++++ Passage provided ++++

We mentioned that honey and mint infused wines were popular in ancient times. However, historians and archaeologists have found that cannabis-infused wines were also a thing. These date at least as far back as their mint-infused counterparts. However, while mint wines were regular Friday-dinner draughts (at least for the rich), weed wines were used far less often. It is assumed this was due to their powerful effects.
Just how powerful is pot wine? Historians tell us that an Eastern Han Dynasty surgeon by the name of Hua Tuo (or Hua-t'o), used wine infused with cannabis resin as an anesthetic. Sadly, we don’t know the exact recipe. This was in the 2nd century CE. Marijuana has been used as a medicinal plant for at least 4,800 years.
Another target audience for weed wine in ancient times were religious initiates of all colors and creeds. The ancient Greeks to the early Christians included the pot-infused wine in their ceremonies. The wine apparently caused powerful trips and eased the revelers into a trance. That could explain some things...
Weed-infused wine is not a new idea for Californian vintners. Certain California winemakers have made it since medical marijuana was legalized, some longer. They were usually low key about it. Most of what was made was shared with family and friend. Nowadays, the industry is booming, with the Sonoma County being a hotbed of weed wine experimentation.
How Can I Get Some Weed Wine?
California is currently the only kush-friendly state that doesn’t explicitly ban making and drinking wine infused wines. If you’d like to get high on the green wine, this is the place to go.
If you do decide to make your own brew, you should keep in mind that it’s the white wine that lends itself particularly well to infusion, giving a nice and balanced aroma.
If you’d rather sample some vintages instead of making your own, there’s a fine selection of brands. A popular choice among organic oriented folks is Canna Vine, made by Lisa Molyneux. If you’re intrigued by the very idea of weed-infused food and drinks, you might want to pay a visit to Santa Rosa and the Sonoma Cannabis Company, where you can sample anything from marijuana leaf pesto to wines paired or infused with it. Of course, like all the good stuff in life, it’s not cheap. Weed wine can retail for $100 to $400 for a half bottle.

++++

→ **Instructions to follow**
From the passage about cannabis-infused wine, pull out word for word the part that opens with "We mentioned that" and closes with "least 4,800 years.". Rely only on the passage about cannabis-infused wine.

++++ Supplied entries ++++

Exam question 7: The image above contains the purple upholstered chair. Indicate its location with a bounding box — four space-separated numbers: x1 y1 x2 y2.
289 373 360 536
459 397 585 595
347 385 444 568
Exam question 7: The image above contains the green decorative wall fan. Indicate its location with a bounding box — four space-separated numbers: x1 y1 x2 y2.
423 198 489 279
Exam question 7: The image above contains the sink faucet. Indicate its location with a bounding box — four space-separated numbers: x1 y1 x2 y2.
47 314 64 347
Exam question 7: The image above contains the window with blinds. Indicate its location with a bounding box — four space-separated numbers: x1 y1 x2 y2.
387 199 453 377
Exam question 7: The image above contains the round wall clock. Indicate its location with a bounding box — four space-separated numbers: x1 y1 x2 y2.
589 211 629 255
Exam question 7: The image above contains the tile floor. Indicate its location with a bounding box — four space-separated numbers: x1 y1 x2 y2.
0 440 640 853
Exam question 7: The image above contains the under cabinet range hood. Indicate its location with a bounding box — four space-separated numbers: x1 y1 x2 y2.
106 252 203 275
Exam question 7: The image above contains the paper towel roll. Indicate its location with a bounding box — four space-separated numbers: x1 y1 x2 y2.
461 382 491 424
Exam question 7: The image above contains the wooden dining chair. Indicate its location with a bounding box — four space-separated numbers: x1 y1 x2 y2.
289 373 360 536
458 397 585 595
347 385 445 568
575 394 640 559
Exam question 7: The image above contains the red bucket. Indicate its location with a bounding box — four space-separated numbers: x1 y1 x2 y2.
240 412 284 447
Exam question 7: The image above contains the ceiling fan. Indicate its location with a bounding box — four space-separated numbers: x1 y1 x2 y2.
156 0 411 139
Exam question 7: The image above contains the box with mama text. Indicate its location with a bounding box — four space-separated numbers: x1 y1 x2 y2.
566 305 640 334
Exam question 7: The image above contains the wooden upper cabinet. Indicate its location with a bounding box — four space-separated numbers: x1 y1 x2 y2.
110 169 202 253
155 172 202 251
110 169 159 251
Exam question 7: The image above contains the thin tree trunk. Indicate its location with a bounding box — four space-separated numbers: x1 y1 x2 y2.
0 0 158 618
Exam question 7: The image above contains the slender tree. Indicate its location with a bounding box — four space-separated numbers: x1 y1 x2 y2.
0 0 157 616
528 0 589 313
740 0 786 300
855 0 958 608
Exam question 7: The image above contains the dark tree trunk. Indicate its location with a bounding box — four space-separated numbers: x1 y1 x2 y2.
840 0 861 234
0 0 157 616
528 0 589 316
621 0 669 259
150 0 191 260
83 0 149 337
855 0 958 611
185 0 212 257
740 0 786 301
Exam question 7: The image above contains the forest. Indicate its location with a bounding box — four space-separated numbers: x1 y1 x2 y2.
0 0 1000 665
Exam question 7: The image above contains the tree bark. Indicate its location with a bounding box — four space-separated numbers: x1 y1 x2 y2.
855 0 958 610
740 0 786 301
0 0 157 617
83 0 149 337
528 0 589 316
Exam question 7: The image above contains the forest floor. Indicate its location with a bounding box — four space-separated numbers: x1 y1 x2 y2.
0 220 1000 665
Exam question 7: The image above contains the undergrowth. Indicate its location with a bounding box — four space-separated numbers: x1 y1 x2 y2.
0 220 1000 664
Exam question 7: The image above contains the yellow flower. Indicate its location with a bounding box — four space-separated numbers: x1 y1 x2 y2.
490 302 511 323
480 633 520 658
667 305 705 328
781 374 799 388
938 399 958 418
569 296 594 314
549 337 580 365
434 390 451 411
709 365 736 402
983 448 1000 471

++++

→ **Solved exercise**
We mentioned that honey and mint infused wines were popular in ancient times. However, historians and archaeologists have found that cannabis-infused wines were also a thing. These date at least as far back as their mint-infused counterparts. However, while mint wines were regular Friday-dinner draughts (at least for the rich), weed wines were used far less often. It is assumed this was due to their powerful effects.
Just how powerful is pot wine? Historians tell us that an Eastern Han Dynasty surgeon by the name of Hua Tuo (or Hua-t'o), used wine infused with cannabis resin as an anesthetic. Sadly, we don’t know the exact recipe. This was in the 2nd century CE. Marijuana has been used as a medicinal plant for at least 4,800 years.